* [PROBLEM DESCRIPTION]: Would you repeat all the lines below, exactly as they stand?

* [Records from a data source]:
------------------------------------------------------------------------
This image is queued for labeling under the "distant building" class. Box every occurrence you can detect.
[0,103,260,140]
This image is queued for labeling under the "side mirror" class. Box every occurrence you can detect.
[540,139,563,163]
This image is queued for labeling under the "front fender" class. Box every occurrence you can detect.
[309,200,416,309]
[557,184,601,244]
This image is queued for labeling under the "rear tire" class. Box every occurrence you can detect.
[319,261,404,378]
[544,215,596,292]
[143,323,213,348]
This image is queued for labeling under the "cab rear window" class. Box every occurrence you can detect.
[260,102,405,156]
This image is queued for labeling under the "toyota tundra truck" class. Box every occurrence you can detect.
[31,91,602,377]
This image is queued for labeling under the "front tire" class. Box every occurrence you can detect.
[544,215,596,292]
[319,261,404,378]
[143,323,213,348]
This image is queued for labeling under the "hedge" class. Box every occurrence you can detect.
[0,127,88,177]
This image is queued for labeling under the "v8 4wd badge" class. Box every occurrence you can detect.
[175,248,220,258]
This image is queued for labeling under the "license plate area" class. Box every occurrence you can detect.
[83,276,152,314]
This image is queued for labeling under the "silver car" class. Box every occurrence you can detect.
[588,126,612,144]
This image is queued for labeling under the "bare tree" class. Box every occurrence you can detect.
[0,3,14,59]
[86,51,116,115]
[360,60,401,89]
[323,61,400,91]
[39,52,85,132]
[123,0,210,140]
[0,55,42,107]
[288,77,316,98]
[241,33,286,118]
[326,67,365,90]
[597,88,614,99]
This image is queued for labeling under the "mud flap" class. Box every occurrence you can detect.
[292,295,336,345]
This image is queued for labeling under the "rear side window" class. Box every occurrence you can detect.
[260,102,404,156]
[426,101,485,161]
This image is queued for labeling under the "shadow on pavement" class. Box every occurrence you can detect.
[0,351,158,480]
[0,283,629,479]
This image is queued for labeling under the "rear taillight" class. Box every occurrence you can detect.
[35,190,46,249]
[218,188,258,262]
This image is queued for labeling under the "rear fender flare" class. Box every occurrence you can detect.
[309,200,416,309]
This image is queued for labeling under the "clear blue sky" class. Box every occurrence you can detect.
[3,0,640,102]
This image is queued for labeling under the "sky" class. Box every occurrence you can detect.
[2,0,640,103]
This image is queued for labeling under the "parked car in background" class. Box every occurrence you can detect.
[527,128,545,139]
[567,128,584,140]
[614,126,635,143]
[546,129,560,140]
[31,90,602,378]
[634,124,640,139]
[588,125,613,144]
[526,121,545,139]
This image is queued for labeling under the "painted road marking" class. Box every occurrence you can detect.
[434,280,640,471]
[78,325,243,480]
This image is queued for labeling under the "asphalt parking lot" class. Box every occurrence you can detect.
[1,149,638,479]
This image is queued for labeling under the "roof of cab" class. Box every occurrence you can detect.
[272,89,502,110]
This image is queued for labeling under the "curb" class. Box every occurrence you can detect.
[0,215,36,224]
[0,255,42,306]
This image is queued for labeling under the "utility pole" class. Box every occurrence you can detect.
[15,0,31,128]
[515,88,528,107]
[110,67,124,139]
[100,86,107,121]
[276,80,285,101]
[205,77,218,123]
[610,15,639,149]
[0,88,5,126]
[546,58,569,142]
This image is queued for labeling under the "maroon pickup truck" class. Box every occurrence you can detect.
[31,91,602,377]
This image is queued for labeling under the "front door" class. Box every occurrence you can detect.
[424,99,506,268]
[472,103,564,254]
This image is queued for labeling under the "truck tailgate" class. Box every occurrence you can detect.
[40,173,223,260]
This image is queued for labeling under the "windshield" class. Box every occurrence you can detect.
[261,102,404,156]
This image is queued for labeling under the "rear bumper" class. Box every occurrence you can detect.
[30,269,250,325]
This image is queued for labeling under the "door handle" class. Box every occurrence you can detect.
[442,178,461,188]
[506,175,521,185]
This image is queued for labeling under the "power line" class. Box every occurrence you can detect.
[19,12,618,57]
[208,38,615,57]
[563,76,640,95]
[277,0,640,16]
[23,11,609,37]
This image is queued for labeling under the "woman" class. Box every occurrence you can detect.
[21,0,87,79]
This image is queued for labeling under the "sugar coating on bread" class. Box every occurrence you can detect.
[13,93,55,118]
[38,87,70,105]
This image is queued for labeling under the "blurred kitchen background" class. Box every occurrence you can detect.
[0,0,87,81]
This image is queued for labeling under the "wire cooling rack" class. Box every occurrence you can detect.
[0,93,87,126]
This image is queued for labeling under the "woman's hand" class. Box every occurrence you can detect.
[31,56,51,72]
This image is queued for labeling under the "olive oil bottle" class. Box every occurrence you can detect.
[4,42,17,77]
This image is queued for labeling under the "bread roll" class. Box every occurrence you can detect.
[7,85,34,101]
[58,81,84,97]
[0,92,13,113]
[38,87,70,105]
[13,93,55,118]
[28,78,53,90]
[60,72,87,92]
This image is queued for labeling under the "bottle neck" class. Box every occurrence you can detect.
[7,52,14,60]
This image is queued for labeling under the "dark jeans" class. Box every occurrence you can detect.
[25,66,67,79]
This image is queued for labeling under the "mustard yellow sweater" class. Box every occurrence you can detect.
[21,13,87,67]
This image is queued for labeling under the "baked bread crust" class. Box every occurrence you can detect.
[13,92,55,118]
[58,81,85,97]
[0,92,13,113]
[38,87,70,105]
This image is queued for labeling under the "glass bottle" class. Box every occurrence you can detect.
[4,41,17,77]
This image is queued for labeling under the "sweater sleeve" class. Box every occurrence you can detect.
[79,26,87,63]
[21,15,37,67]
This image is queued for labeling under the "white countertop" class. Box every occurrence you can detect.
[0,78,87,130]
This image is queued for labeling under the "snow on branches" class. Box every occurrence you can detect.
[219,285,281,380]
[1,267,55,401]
------------------------------------------------------------------------
* [COMPLETED EXERCISE]:
This image is queued for labeling under the "distant building" class. Box every occurrence you can detect.
[0,103,260,140]
This image is queued for labeling under the "side mirror" class. Box every occurrence you can detect.
[540,139,563,163]
This image is queued for labeling under the "front fender" class. Box every occurrence you can detect.
[309,200,416,309]
[557,184,601,244]
This image is queued for labeling under the "rear tire" class. Box every occurrence you can detect.
[319,261,404,378]
[544,215,596,292]
[143,323,213,348]
This image is queued for labeling under the "cab rear window" class. Box every occurrence you can detect.
[260,102,405,156]
This image is queued for labeling under the "toyota tundra truck" class. Box every occurrence you can detect.
[31,91,602,377]
This image is queued for labeling under the "front tire" class. Box every occurrence you can detect.
[544,215,596,292]
[319,261,404,378]
[143,323,213,348]
This image is queued for labeling under the "hedge" class. Box every occurrence you can detect.
[0,127,88,177]
This image is queued for labeling under the "v8 4wd badge" class. Box every occurrence you can detect.
[175,248,220,258]
This image is queued for labeling under the "license plate area" class. Box every occurrence you can detect.
[83,276,152,314]
This image is queued for labeling under the "silver car" class. Box every occurrence you can detect.
[588,126,612,144]
This image is queued for labeling under the "bare tree" class. Box every occurrence you can detect.
[0,3,14,59]
[86,51,116,115]
[360,60,401,89]
[323,61,400,91]
[39,52,85,132]
[123,0,210,140]
[0,55,42,107]
[288,77,316,98]
[241,33,286,118]
[326,67,365,90]
[597,88,614,99]
This image is queued for labeling under the "mud flap" class. Box every occurrence you can detect.
[292,295,336,345]
This image is queued for labeling under the "rear side window" class. Box every occurrence you can detect.
[260,102,404,156]
[426,101,485,161]
This image is queued for labeling under the "shadow on pavement" class. Box every occurrence you can detect.
[0,351,158,480]
[0,283,629,479]
This image is queued for labeling under the "rear taillight" class. Box every occurrence you can detect.
[35,190,46,249]
[218,188,258,262]
This image is queued for labeling under the "rear fender flare" class. Box every occurrence you can detect.
[309,200,416,309]
This image is queued for labeling under the "clear blue sky" class. Box every occurrence you can detect.
[3,0,640,102]
This image is queued for labeling under the "sky" class. Box every occurrence you can detect.
[2,0,640,103]
This image is queued for labeling under the "parked car in background" class. Box every occurrence you can detect.
[527,128,545,139]
[567,128,584,140]
[614,126,635,143]
[546,129,560,140]
[31,90,602,378]
[634,124,640,139]
[588,125,613,144]
[526,121,545,139]
This image is queued for labeling under the "painted road marking" class. Box every occurrence you can detect.
[434,280,640,471]
[78,325,243,480]
This image is queued for labeling under the "asphalt parking lot" class. Box every occurrence you can detect.
[1,149,638,479]
This image is queued for labeling under the "roof of cab" class. Box every occurrence you can detect.
[272,89,502,110]
This image is queued for labeling under the "curb" class. Box every occurrence you can detect.
[0,215,36,224]
[0,255,42,306]
This image is queued for labeling under the "utility pole" class. Box every occurrence you can detect.
[15,0,31,128]
[515,88,528,107]
[110,67,124,139]
[100,86,107,121]
[276,80,285,101]
[205,77,218,123]
[610,15,639,149]
[0,88,5,126]
[546,58,569,142]
This image is queued for labeling under the "maroon pickup truck" class. Box every occurrence you can detect.
[31,91,602,377]
This image is queued for labeling under the "front door" class. Box every occurrence you can detect.
[424,99,506,268]
[472,103,564,254]
This image is queued for labeling under the "truck tailgate" class. Box every occurrence you can detect.
[40,173,223,260]
This image is queued for labeling under the "windshield" class. Box every occurrence you can detect.
[261,102,404,156]
This image is queued for labeling under the "rear bumper" class. Box every occurrence you can detect.
[30,269,250,325]
This image is queued for labeling under the "door handle" class. Box every occurrence you can detect.
[442,178,461,188]
[506,175,521,185]
This image is queued for labeling under the "power line" class. Box every occurrence you can detect.
[19,12,618,57]
[208,38,615,57]
[563,76,640,95]
[277,0,640,16]
[23,11,609,37]
This image is queued for labeling under the "woman" class. Box every occurrence you can detect.
[21,0,87,79]
This image is queued for labeling under the "sugar coating on bread" class. Box every occurrence you can detect.
[13,93,55,118]
[38,87,70,105]
This image is queued for labeling under the "blurred kitchen background" class. Box every occurrence you can detect.
[0,0,87,81]
This image is queued for labeling under the "wire cooling rack" class. Box every occurrence you can detect.
[0,93,87,126]
This image is queued for labeling under the "woman's hand" class. Box every occurrence you can detect.
[31,56,51,72]
This image is queued for labeling under the "olive oil bottle" class. Box every occurrence you can detect.
[4,42,17,77]
This image is queued for labeling under the "bread roll" class. Box every occurrence you can detect.
[7,85,34,101]
[58,81,84,97]
[0,92,13,113]
[38,87,70,105]
[13,93,55,118]
[28,78,53,90]
[60,72,87,92]
This image is queued for labeling under the "bottle neck" class. Box every occurrence you can detect.
[7,52,14,60]
This image is queued for labeling under the "dark jeans" class. Box every occurrence you can detect.
[25,66,67,79]
This image is queued for labeling under the "mustard yellow sweater" class. Box every occurrence you can detect.
[21,13,87,67]
This image is queued for labeling under the "baked bread crust" class. Box every occurrence you can detect.
[13,92,55,118]
[58,81,85,97]
[0,92,13,113]
[38,87,70,105]
This image is queued for labeling under the "glass bottle" class. Box every occurrence you can detect.
[4,41,17,77]
This image is queued for labeling under the "sweater sleeve" class. Box every occurrence you can detect.
[79,26,87,63]
[21,15,37,67]
This image is queued for labeling under the "white countertop" class. Box every occurrence you can detect.
[0,78,87,130]
This image is queued for labeling under the "snow on branches" class. Box every occurrence you can detect.
[219,285,281,380]
[1,267,55,401]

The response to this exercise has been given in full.